> _DOCUMENT SECTION_

Sazzad Hossain

Personal information
- Full name: Mohamed Sazzad Hossain Shakil
- Date of birth: 18 January 1995 (age 31)
- Place of birth: Chittagong, Bangladesh
- Height: 1.75 m (5 ft 9 in)
- Positions: Centre forward; right winger;

Team information
- Current team: Fortis
- Number: 9

Senior career*
- Years: Team / Apps / (Gls)
- 2016–2022: Saif SC / 67 / (9)
- 2022–2023: Mohammedan SC / 12 / (3)
- 2023–2024: Sheikh Jamal DC / 12 / (2)
- 2024–2025: Brothers Union / 13 / (2)
- 2025–: Fortis / 1 / (0)

International career^{‡}
- 2022–: Bangladesh / 6 / (1)

= Sazzad Hossain =

Bangladeshi footballer

Sazzad Hossain (সাজ্জাদ হোসেন; born 18 Jan 1995) is a Bangladeshi professional footballer who plays as a forward or as a right winger for Bangladesh Football League club Brothers Union and the Bangladesh national team.

==Club career==
===Early years===
Sazzad started his football career by signing a contract worth Tk 10,000 for Patiya Upazila of Chittagong. During his time in Chittagong, Sazzad played for Patiya Brothers Union and regularly practiced at the Brothers Union field, where the late Mahibullah Chowdhury, president of Patiya Brothers Union saw Sazzad's talent and gave him a chance to play. He went on to play in the Chittagong Premier Division and Second Division Leagues before playing for Kadamtala Sangsad in the Dhaka Second Division Football League in 2015.

In 2016, Patiya Upazila Football Club played a friendly match with Chittagong Abahani and during the game Sazzad entered the box twice. Although he did not get a goal that day, Arman Aziz, the former national team midfielder, was impressed by Sazzad's game, and after the game he joined the newly formed Saif SC in the Bangladesh Championship League, the same year.

> _GIVEN ENTRIES_
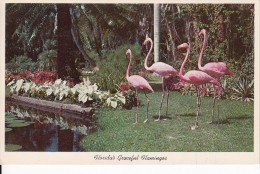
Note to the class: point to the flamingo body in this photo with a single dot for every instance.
(198, 78)
(162, 69)
(139, 82)
(216, 69)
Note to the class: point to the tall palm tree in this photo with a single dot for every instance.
(157, 9)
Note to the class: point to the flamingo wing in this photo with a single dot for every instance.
(163, 69)
(139, 82)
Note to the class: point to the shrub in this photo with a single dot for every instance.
(112, 68)
(47, 60)
(21, 63)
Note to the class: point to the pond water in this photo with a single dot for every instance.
(30, 129)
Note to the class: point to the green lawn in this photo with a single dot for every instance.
(117, 132)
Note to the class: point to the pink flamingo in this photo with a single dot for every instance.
(214, 69)
(163, 70)
(196, 78)
(137, 82)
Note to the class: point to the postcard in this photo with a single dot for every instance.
(130, 82)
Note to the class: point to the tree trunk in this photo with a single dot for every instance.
(76, 38)
(156, 32)
(66, 67)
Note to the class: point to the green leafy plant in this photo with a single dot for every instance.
(61, 90)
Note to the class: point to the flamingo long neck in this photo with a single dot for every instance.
(129, 65)
(201, 52)
(183, 64)
(147, 56)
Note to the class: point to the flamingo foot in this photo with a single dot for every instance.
(194, 127)
(158, 119)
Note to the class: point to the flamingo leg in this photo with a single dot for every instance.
(161, 100)
(148, 102)
(167, 101)
(218, 108)
(198, 110)
(213, 106)
(137, 108)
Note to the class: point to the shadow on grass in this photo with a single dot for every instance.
(162, 117)
(191, 114)
(221, 121)
(241, 117)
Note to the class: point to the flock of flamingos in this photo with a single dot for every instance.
(209, 73)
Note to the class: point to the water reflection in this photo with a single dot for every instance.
(46, 135)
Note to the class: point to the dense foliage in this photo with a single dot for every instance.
(96, 36)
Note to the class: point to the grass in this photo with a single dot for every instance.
(117, 132)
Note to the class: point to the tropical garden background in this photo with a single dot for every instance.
(75, 53)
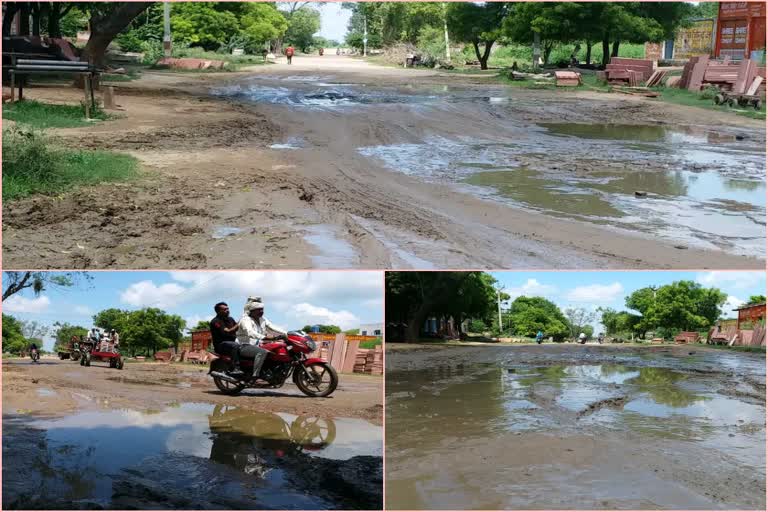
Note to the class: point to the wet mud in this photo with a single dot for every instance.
(192, 456)
(338, 163)
(575, 427)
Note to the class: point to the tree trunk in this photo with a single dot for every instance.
(615, 51)
(486, 54)
(606, 50)
(547, 51)
(36, 15)
(105, 27)
(415, 322)
(24, 19)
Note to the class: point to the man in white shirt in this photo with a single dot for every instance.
(254, 328)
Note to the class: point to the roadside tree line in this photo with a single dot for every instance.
(483, 25)
(413, 297)
(138, 26)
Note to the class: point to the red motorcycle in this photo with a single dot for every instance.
(286, 358)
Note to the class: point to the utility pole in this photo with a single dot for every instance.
(445, 30)
(499, 289)
(167, 29)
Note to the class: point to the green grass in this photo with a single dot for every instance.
(32, 165)
(38, 115)
(371, 343)
(685, 97)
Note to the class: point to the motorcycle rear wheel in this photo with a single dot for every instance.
(228, 388)
(312, 381)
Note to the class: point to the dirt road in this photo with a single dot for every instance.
(156, 436)
(337, 163)
(575, 427)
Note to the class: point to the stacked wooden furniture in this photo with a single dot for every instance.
(738, 77)
(631, 72)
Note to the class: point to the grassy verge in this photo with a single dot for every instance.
(32, 165)
(37, 115)
(685, 97)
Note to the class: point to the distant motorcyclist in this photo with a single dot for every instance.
(223, 328)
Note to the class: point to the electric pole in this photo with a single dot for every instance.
(167, 29)
(445, 31)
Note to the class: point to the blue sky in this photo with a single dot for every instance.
(608, 289)
(292, 299)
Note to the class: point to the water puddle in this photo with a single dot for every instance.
(225, 231)
(611, 434)
(192, 456)
(702, 189)
(334, 251)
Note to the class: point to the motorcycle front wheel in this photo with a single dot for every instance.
(317, 379)
(228, 388)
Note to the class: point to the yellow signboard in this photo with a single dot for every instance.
(694, 40)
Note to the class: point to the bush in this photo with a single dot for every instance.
(32, 165)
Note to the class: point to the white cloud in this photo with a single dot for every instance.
(532, 288)
(727, 309)
(19, 304)
(280, 287)
(738, 280)
(83, 310)
(596, 293)
(306, 313)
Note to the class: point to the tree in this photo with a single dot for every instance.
(38, 282)
(146, 330)
(478, 24)
(679, 306)
(14, 341)
(302, 26)
(202, 325)
(529, 315)
(65, 332)
(412, 297)
(579, 320)
(107, 20)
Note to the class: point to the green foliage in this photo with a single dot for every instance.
(32, 165)
(40, 115)
(14, 341)
(303, 24)
(143, 331)
(529, 315)
(680, 306)
(328, 329)
(64, 333)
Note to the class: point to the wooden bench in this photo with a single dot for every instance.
(20, 67)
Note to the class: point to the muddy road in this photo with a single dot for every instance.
(161, 436)
(575, 427)
(337, 163)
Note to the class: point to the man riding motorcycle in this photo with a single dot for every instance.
(223, 328)
(253, 329)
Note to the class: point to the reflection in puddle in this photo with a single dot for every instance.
(247, 459)
(334, 251)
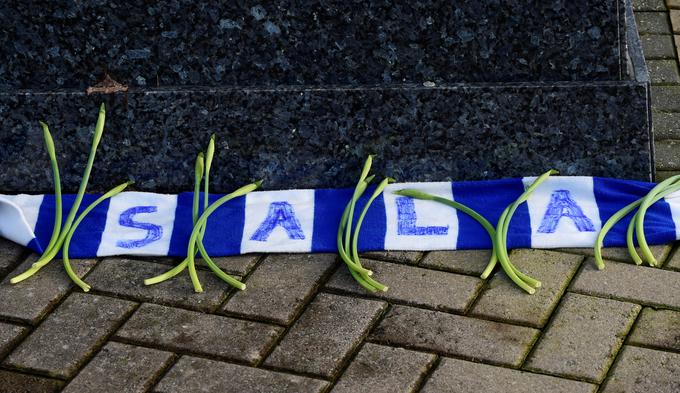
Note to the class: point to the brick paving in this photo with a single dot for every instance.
(303, 325)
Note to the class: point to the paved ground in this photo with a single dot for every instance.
(304, 326)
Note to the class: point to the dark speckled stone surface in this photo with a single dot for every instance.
(70, 44)
(319, 137)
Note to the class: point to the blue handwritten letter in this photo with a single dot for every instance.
(153, 232)
(406, 220)
(280, 213)
(562, 205)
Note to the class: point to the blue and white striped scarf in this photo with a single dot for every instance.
(562, 212)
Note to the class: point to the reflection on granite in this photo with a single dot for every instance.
(319, 137)
(70, 44)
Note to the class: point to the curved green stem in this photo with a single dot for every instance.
(470, 212)
(503, 253)
(48, 256)
(199, 169)
(609, 224)
(356, 271)
(657, 193)
(630, 242)
(67, 242)
(505, 261)
(355, 238)
(191, 249)
(650, 199)
(49, 145)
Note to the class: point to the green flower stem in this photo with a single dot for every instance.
(525, 282)
(616, 217)
(202, 221)
(637, 223)
(67, 242)
(358, 192)
(210, 153)
(353, 268)
(355, 238)
(642, 211)
(199, 169)
(470, 212)
(630, 243)
(48, 256)
(49, 145)
(529, 280)
(344, 227)
(505, 261)
(361, 274)
(218, 272)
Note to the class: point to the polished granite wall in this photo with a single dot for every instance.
(319, 137)
(70, 44)
(299, 93)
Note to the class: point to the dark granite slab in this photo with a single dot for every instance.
(70, 44)
(299, 137)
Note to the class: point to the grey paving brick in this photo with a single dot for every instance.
(621, 254)
(583, 338)
(653, 22)
(459, 261)
(409, 257)
(189, 331)
(325, 334)
(455, 335)
(502, 300)
(70, 335)
(461, 376)
(666, 125)
(125, 277)
(10, 253)
(666, 98)
(37, 295)
(192, 374)
(413, 285)
(663, 71)
(9, 337)
(639, 284)
(12, 382)
(649, 5)
(120, 368)
(658, 46)
(237, 264)
(673, 262)
(675, 20)
(645, 370)
(281, 286)
(663, 175)
(378, 369)
(657, 328)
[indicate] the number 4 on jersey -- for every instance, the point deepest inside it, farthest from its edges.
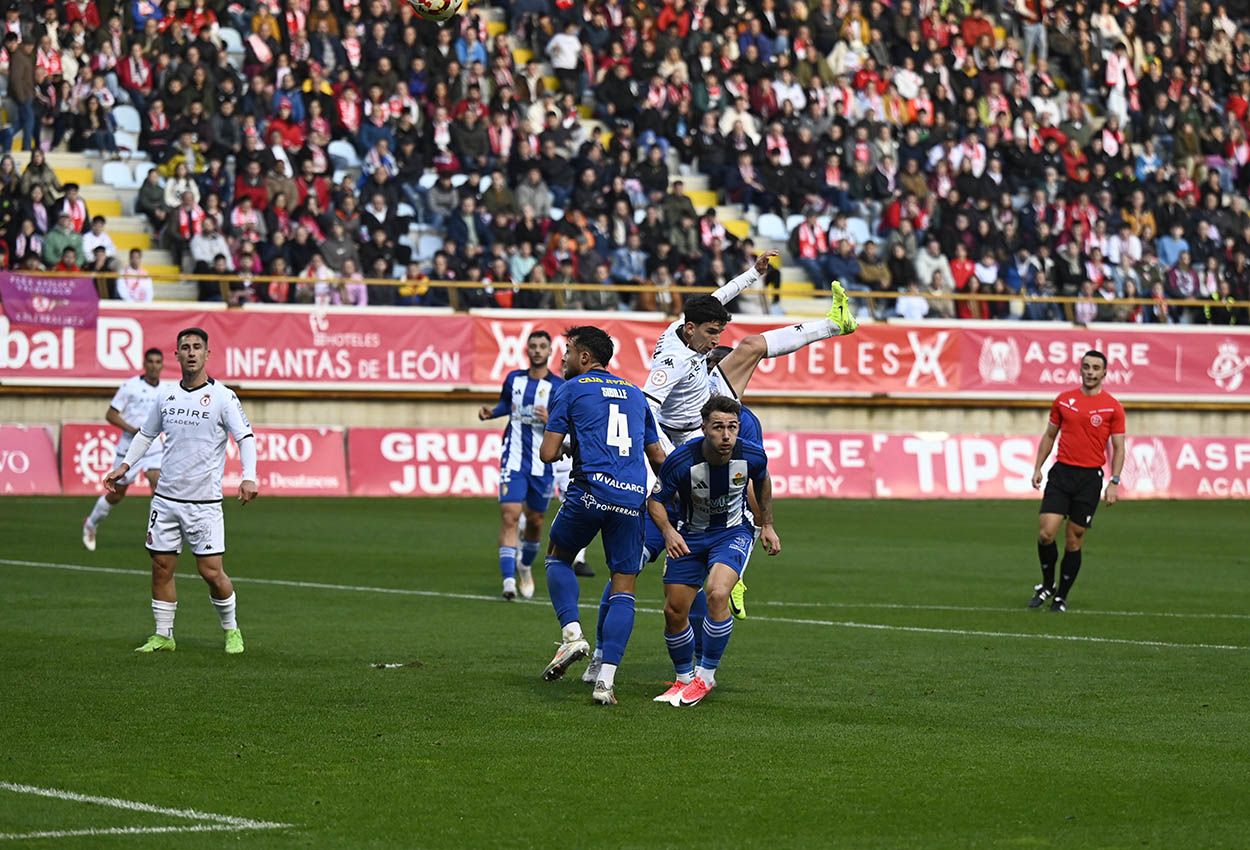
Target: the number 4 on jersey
(618, 430)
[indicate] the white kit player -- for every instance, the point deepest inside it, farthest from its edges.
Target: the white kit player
(196, 415)
(679, 385)
(129, 410)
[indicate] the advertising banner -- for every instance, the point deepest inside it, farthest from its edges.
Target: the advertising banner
(821, 465)
(411, 349)
(28, 461)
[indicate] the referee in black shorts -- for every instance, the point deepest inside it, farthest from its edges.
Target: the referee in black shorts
(1084, 420)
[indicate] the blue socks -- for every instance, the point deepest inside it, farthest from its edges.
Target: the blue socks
(508, 561)
(603, 615)
(698, 614)
(618, 624)
(715, 640)
(681, 650)
(529, 551)
(563, 589)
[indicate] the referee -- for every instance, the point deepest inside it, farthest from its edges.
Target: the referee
(1083, 420)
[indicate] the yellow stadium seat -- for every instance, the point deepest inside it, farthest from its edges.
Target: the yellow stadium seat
(125, 240)
(701, 198)
(81, 176)
(109, 208)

> _WHAT NEEDS TO BE DONE_
According to the Sazzad Hossain text, why did Mahibullah Chowdhury give Sazzad a chance to play? Answer in one to three sentences.

> _EXERCISE SOLUTION_
Mahibullah Chowdhury, the late president of Patiya Brothers Union, saw Sazzad's talent while Sazzad was regularly practicing at the Brothers Union field. That is why he gave him a chance to play.